Extracted records:
(begin)
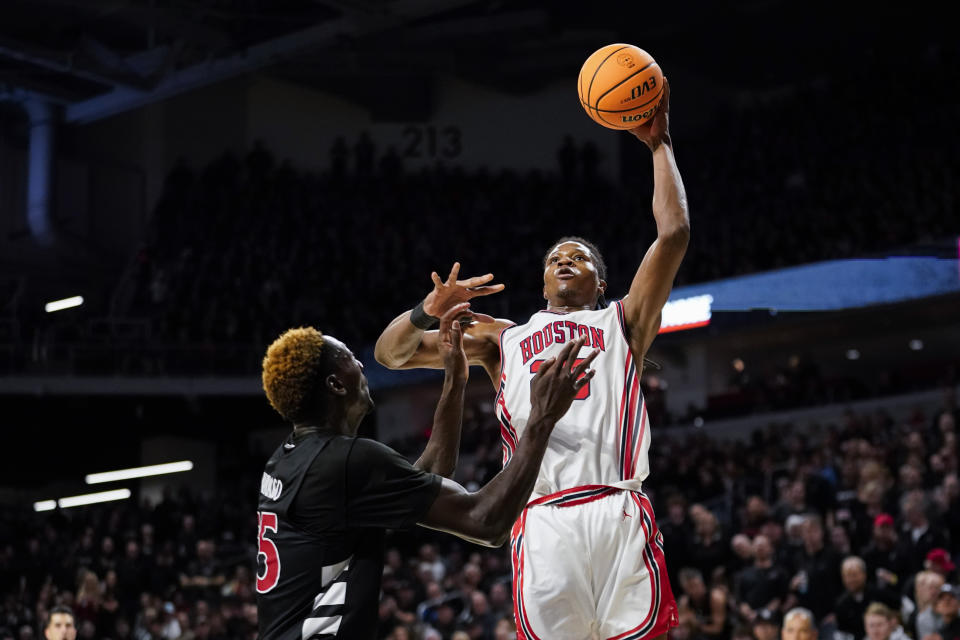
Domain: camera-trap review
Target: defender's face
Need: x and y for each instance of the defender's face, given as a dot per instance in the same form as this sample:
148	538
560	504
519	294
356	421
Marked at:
350	372
570	276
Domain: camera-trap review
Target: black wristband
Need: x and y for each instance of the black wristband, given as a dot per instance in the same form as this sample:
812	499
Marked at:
421	319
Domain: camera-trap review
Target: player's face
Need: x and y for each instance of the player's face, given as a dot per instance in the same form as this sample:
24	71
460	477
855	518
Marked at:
350	372
570	276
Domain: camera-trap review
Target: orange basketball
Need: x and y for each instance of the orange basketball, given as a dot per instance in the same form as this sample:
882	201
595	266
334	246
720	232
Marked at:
620	86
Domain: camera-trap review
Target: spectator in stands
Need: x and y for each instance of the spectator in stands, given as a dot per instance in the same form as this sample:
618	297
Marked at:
60	624
766	625
946	607
881	623
938	561
886	566
709	609
799	624
763	586
922	617
857	596
816	582
918	537
204	573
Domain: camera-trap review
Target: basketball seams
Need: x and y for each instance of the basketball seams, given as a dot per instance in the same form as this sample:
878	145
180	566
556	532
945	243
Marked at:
597	70
607	92
639	106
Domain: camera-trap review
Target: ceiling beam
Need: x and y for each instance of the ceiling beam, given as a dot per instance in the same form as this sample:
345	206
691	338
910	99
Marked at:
256	57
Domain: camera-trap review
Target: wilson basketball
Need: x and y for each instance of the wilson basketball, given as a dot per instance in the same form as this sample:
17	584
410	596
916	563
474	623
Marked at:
620	86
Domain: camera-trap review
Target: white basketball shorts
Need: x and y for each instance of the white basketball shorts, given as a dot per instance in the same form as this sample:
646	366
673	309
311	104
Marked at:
588	563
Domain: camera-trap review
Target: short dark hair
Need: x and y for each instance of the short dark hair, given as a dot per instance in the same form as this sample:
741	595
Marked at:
60	608
594	251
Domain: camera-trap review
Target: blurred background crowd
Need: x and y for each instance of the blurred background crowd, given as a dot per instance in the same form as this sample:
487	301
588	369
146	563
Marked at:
861	510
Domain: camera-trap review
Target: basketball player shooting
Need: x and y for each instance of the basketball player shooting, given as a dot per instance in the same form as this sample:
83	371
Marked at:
587	554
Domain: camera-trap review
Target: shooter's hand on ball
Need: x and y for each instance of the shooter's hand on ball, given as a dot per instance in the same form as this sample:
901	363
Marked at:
656	131
447	294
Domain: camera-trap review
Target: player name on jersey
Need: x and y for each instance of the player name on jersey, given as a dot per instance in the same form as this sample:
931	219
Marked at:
271	487
560	331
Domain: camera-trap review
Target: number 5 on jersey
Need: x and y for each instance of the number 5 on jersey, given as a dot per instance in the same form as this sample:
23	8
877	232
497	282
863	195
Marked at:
584	392
267	521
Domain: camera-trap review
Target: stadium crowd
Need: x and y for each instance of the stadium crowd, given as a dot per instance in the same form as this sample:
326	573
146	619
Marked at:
861	513
243	247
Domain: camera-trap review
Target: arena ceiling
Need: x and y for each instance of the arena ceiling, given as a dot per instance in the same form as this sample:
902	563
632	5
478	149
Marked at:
102	57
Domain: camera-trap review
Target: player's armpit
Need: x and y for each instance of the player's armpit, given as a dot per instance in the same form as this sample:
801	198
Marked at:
454	511
651	287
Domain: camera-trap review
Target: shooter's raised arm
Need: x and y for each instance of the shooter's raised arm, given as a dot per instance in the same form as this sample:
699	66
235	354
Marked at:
654	278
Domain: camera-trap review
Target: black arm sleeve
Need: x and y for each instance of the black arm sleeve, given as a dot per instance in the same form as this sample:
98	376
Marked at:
383	489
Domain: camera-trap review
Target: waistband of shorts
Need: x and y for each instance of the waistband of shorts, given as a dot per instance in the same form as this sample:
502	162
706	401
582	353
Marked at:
576	495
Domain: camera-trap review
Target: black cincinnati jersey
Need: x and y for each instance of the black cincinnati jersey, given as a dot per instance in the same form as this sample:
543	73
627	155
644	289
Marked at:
325	503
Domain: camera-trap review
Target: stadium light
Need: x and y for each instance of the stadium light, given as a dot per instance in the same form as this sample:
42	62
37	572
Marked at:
60	305
686	313
93	498
139	472
45	505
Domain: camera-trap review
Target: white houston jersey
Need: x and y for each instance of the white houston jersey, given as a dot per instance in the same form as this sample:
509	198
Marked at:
604	438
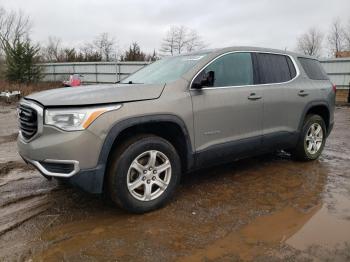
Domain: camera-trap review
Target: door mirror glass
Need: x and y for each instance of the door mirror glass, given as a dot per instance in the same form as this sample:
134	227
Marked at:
204	79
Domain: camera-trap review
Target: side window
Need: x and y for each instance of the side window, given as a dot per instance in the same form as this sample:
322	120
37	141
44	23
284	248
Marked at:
274	68
313	69
234	69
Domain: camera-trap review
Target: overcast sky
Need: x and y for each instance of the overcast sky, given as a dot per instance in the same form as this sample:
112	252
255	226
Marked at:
266	23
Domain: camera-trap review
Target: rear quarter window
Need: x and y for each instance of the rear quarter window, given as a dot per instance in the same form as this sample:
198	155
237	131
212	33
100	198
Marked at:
274	68
313	68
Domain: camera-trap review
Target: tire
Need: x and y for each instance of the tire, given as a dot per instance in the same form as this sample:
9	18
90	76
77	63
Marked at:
152	190
309	146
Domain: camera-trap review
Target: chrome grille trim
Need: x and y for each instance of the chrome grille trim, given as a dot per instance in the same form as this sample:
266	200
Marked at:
30	120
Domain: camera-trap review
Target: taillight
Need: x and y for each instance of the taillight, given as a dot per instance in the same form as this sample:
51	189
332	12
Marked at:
334	88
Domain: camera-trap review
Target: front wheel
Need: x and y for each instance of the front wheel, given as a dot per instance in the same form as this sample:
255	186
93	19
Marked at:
312	139
143	174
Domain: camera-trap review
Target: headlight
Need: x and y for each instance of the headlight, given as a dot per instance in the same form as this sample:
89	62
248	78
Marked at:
75	118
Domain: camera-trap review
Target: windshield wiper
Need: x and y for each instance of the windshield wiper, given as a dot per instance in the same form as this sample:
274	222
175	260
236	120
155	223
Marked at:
128	83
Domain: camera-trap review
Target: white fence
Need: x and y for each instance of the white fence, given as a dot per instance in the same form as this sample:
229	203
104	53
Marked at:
111	72
91	72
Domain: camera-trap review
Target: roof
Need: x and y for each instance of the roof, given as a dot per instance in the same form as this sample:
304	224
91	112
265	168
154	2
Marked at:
249	49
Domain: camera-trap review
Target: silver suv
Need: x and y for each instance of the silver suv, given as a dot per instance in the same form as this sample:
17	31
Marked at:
134	139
(end)
WHAT YOU ARE ASKED TO DO -> Exclude every picture and copy the remaining data exactly.

EXERCISE OUTPUT ->
Domain: camera-trap review
Target: defender's face
Need: x and y for each instance of the defender's face, given as a dot per instance in the same form as this sample:
148	538
560	504
519	294
356	421
Marked at:
350	372
570	276
Domain: camera-trap review
Target: black wristband
Need: x and y for each instance of the black wristband, given as a dot per instance in the same form as this sample:
812	499
Marked at:
421	319
Domain: camera-trap review
Target: player's face
Need: x and y for each instance of the player's face, given as a dot per instance in the same form as this sample:
24	71
460	477
855	518
Marked at:
350	372
570	276
Domain: camera-trap review
Target: orange basketball
Need: x and y for each instance of the orange basketball, given as a dot per instance in the same form as this sample:
882	201
595	266
334	246
720	232
Marked at:
620	86
Domain: camera-trap review
Target: spectator in stands
Need: x and y for each instance of the spectator in stands, given as a dot per instance in the same form as this sample:
618	297
Marked at:
60	624
766	625
946	607
881	623
938	561
886	566
709	609
799	624
763	586
922	617
857	596
816	582
918	537
204	573
Domain: camera-trap review
Target: basketball seams
Need: x and y for each instance of the basketball seams, given as a dot per instance in the same form as this sample:
878	145
180	566
556	532
945	243
Marked at:
597	70
607	92
639	106
Domain: camera-trap review
Target: ceiling beam
Need: x and y for each instance of the ceiling beam, given as a dot per instance in the same form as this sample:
345	206
691	338
910	99
Marked at:
256	57
Domain: camera-trap review
Target: wilson basketball
Need: x and y for each instance of the wilson basketball, given as a dot per instance in the same form as this sample:
17	584
410	596
916	563
474	623
Marked at:
620	86
Domain: camera-trap review
Target: white basketball shorts
Need: x and y for each instance of the white basketball shorts, given as a dot per instance in the same form as this sample:
646	366
673	309
311	104
Marked at:
588	563
Domain: camera-trap review
Target: short dark hair
Need: x and y for each instance of the short dark hair, given as a dot per instance in the same form as this sample:
741	595
Marked at:
60	608
594	251
Domain: camera-trap review
Target: blurred background crowd
Need: x and y for each instance of the blurred background crowd, given as a dot per instance in the same form as this sample:
487	301
588	369
146	563
Marked at:
861	510
Domain: camera-trap review
Target: basketball player shooting
Need: x and y for each instance of the basketball player shooting, given as a dot per instance in the same form as this sample:
83	371
Marked at:
587	554
Domain: camera-trap review
Target: shooter's hand on ball
Need: x and y for each instance of the shooter's hand on ball, given as a dot per instance in the same form as this sample:
901	363
Marked at:
656	131
447	294
Domain: camera-trap review
Target: player name on jersey
Need: x and y for each instance of the player name on jersey, given as a dot per instance in the same form as this sample:
931	219
Marked at:
271	487
560	331
Domain: camera-trap review
Target: number 5 on jersey
Need: x and y for each instance of the number 5 on jersey, given as a dot per instance in the same form as this sample:
23	8
877	232
497	282
863	195
Marked at:
584	392
267	521
Domain: camera-trap review
Target: stadium crowd
Need: x and y for each instance of the stadium crowd, given as a dot per instance in the same form as this sample:
326	573
146	619
Marked at:
861	513
243	247
Domain: camera-trap review
Target: arena ceiling
Need: x and y for each instance of the arena ceiling, given as a dot per instance in the same form as this sample:
902	563
632	5
478	149
Marked at:
102	57
Domain: camera-trap review
Target: player's armpit
Need: x and y for each instance of the player's armpit, given as a dot per instance in the same form as this sample:
801	198
Marked at:
454	511
651	287
Domain: camera-trap review
Target: shooter's raised arm
Need: x and y for each instance of the shooter's raised arm, given as a dot per instance in the same form as this sample:
699	66
235	354
Marked at:
654	278
Domain: camera-trap review
Target: black arm sleeve
Need: x and y for each instance of the black arm sleeve, given as a dot per instance in the same form as this sample:
98	376
Marked at:
383	489
Domain: camera-trap review
Target: waistband of shorts
Need: x and y for each instance of the waistband of shorts, given as a dot per instance in the same form as this sample:
502	162
706	401
582	353
Marked at:
576	495
Domain: camera-trap review
Target: black cincinnati jersey
Need: x and y for each instance of the black cincinnati jersey, given as a dot per instance in the same form as this sample:
543	73
627	155
644	289
Marked at:
325	503
Domain: camera-trap review
Target: stadium light
Need: x and y for each instance of the stadium light, given as a dot per instance in the same form as this sample:
42	62
37	572
Marked at:
60	305
686	313
93	498
139	472
45	505
Domain: camera-trap review
Target: white houston jersey
Need: x and y for each instance of the white houston jersey, given as a dot per instance in the same form as this sample:
509	198
Marked at:
604	438
Domain: camera-trap review
Target: door mirror glass
Need: x and y for each instance of the door mirror glass, given as a dot per instance in the same form as this sample:
134	227
Marked at:
204	79
Domain: camera-trap review
Target: side window
Need: x and y for each instance of the side window, given as a dot per instance in the same form as this sample:
322	120
37	141
44	23
284	248
Marked at:
274	68
313	69
234	69
Domain: camera-trap review
Target: overcast sky
Need: x and y for each instance of the overcast sky, given as a dot per instance in the same form as this sample:
112	252
255	226
Marked at:
266	23
Domain: camera-trap review
Target: rear quarter window
Need: x and y for each instance of the rear quarter window, given as a dot per instance in the same form as this sample:
198	155
237	131
212	33
100	198
Marked at:
274	68
313	68
Domain: camera-trap review
Target: tire
Need: x and y for each instance of the tire, given as a dot per instance in the same form as this sample:
9	18
90	76
77	63
Marked at:
152	190
309	146
Domain: camera-trap review
Target: chrome grille trim
Need: x and y for each instance of the chrome grille trim, given as a dot per instance in the same form as this sample:
266	200
Marked at:
30	120
Domain: camera-trap review
Target: taillight
Need: x and y for each instance of the taillight, given as a dot per instance in the same form as this sample:
51	189
332	12
Marked at:
334	88
Domain: camera-trap review
Target: front wheel
Need: x and y for each instance of the front wheel, given as a dot per instance in the same form as this sample:
255	186
93	19
Marked at:
312	139
143	174
Domain: camera-trap review
Target: headlight
Need: x and y for each instance of the headlight, given as a dot per instance in the same form as this sample:
89	62
248	78
Marked at:
75	118
Domain: camera-trap review
Target: windshield wiper
Need: x and y for each instance of the windshield wiper, given as a dot per instance in the same form as this sample:
274	222
175	260
236	120
155	223
Marked at:
128	83
Domain: camera-trap review
Target: white fence
Need: x and y for each instance of the white fence, given as a dot per instance in the same form as this sample:
229	203
104	53
Marked at:
111	72
91	72
Domain: camera-trap review
Target: roof
Need: x and y for each instance of the roof, given as a dot per instance in the same form as this sample:
304	224
91	112
265	168
154	2
Marked at:
249	49
Domain: camera-trap review
Target: silver suv
Need: x and y for each instance of the silver suv, given as a dot per instance in the same form as this sample:
17	31
Marked at:
134	139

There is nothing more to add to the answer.